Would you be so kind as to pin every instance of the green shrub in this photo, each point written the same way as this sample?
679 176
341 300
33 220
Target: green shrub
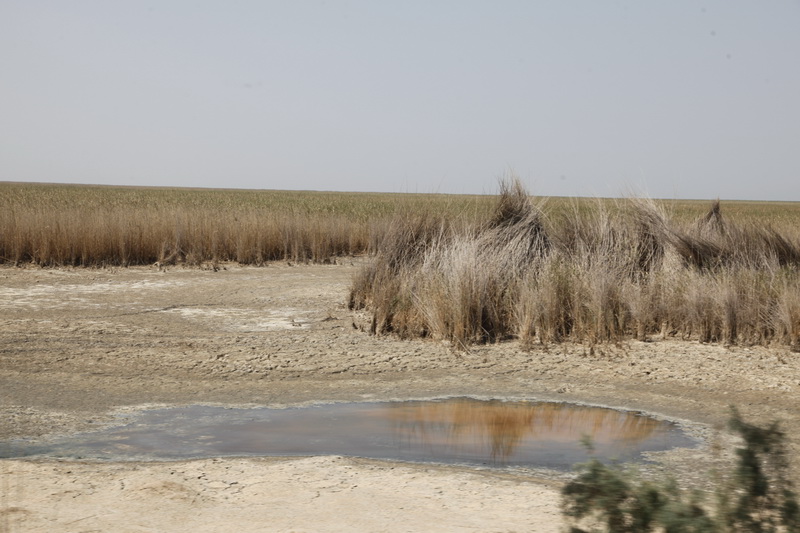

- [Problem to work on]
Reproduce the listing above line for line, without changing any wording or figures, and omit the picture from your answer.

- [Answer below]
Would you be so kind as to pin every instance of the green shrub in this photo, each point written the same way as this sample?
679 176
341 300
33 220
Target: green shrub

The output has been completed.